(Your objective): Copy the records below word for word, leaving out the pictures.
Exercise materials Start Marker
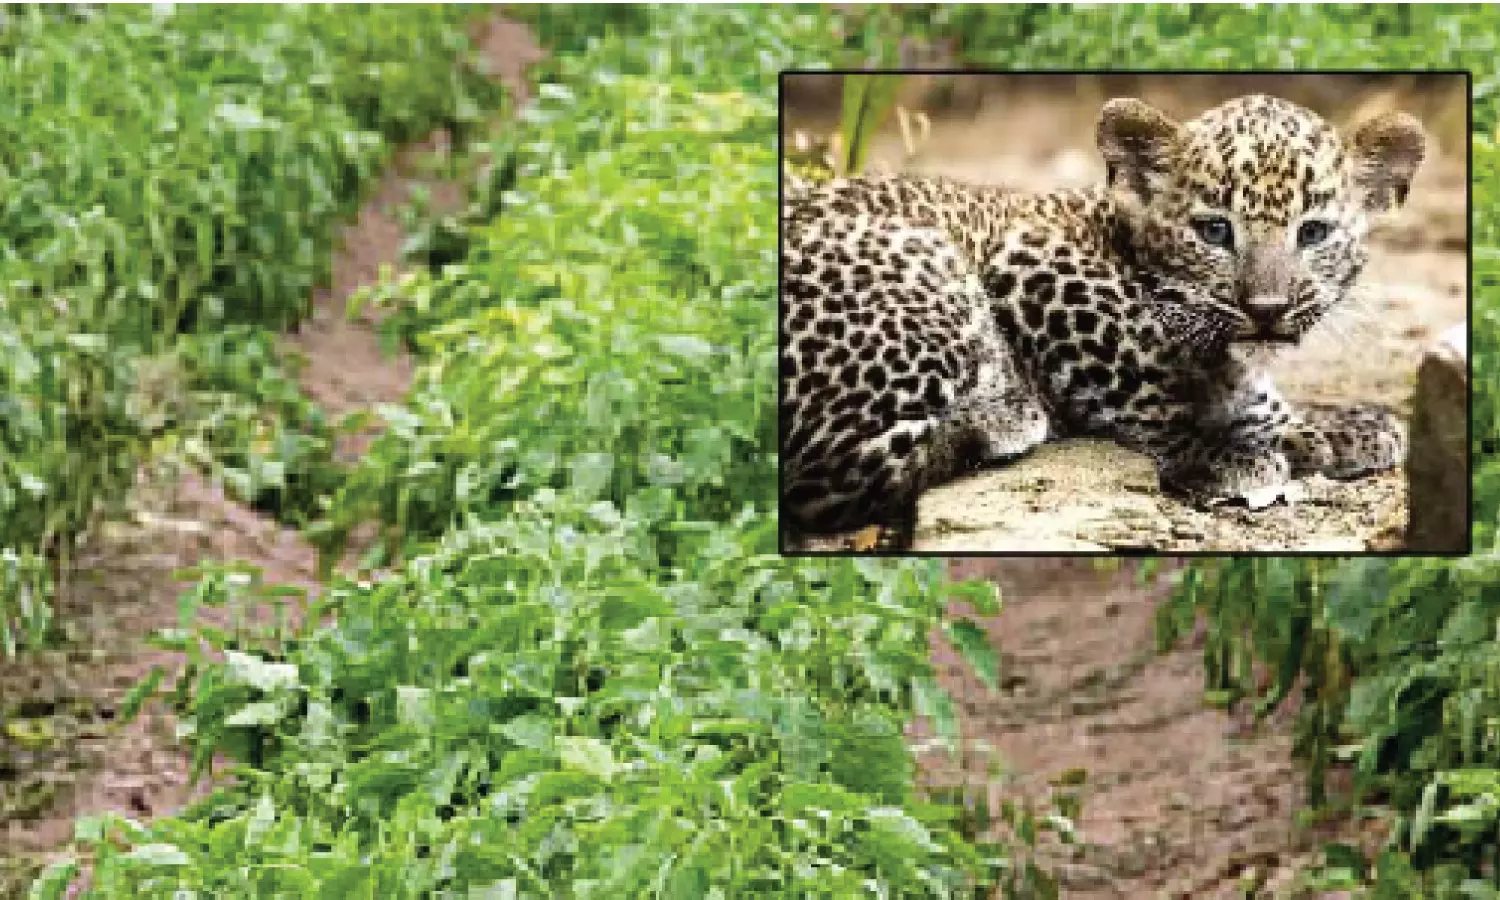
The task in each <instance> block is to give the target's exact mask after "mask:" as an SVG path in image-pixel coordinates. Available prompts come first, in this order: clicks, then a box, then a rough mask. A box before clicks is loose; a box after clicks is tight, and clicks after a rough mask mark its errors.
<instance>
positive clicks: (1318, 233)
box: [778, 71, 1472, 555]
mask: <svg viewBox="0 0 1500 900" xmlns="http://www.w3.org/2000/svg"><path fill="white" fill-rule="evenodd" d="M1469 110H1470V84H1469V75H1467V74H1466V72H1389V74H1371V72H1359V74H1338V72H1296V74H1289V72H1260V74H1199V72H1191V74H1190V72H1151V74H1071V75H1070V74H983V72H930V71H924V72H843V74H840V72H784V74H783V75H781V258H780V311H778V323H780V386H778V390H780V398H778V399H780V453H781V484H780V492H781V495H780V496H781V501H780V504H781V510H780V511H781V549H783V552H786V553H844V552H874V553H880V552H885V553H916V555H921V553H963V555H977V553H1131V555H1142V553H1145V555H1152V553H1170V555H1184V553H1254V552H1271V553H1296V552H1307V553H1398V555H1460V553H1467V552H1469V546H1470V510H1469V483H1470V478H1469V469H1470V466H1469V444H1470V425H1469V423H1470V407H1472V404H1470V363H1469V318H1470V293H1472V291H1470V276H1469V272H1470V252H1469V249H1470V236H1469V183H1470V178H1469V151H1467V147H1469V141H1467V135H1469V117H1470V113H1469Z"/></svg>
Exercise materials End Marker
(Answer to this exercise):
The task in each <instance> block is to give the target's exact mask after "mask:" as an SVG path in image-pixel coordinates. Available prompts come first, in this order: clicks, then a box, then a rough mask. A box before clicks is loose; a box after clicks is tight, and clicks after a rough mask mark its errors.
<instance>
positive clicks: (1318, 233)
box: [778, 71, 1472, 555]
mask: <svg viewBox="0 0 1500 900" xmlns="http://www.w3.org/2000/svg"><path fill="white" fill-rule="evenodd" d="M1469 110H1470V84H1469V75H1467V74H1466V72H1389V74H1371V72H1359V74H1338V72H1296V74H1289V72H1260V74H1199V72H1191V74H1190V72H1151V74H1071V75H1070V74H983V72H930V71H924V72H843V74H840V72H784V74H783V75H781V258H780V311H778V323H780V386H778V390H780V398H778V399H780V453H781V484H780V492H781V495H780V496H781V501H780V504H781V510H780V511H781V549H783V552H786V553H844V552H874V553H880V552H885V553H916V555H921V553H963V555H977V553H1131V555H1142V553H1145V555H1152V553H1170V555H1184V553H1254V552H1271V553H1296V552H1307V553H1398V555H1460V553H1467V552H1469V546H1470V510H1469V483H1470V478H1469V469H1470V466H1469V444H1470V425H1469V423H1470V407H1472V404H1470V363H1469V318H1470V293H1472V291H1470V276H1469V272H1470V252H1469V249H1470V236H1469V183H1470V178H1469V151H1467V147H1469V141H1467V135H1469V117H1470V113H1469Z"/></svg>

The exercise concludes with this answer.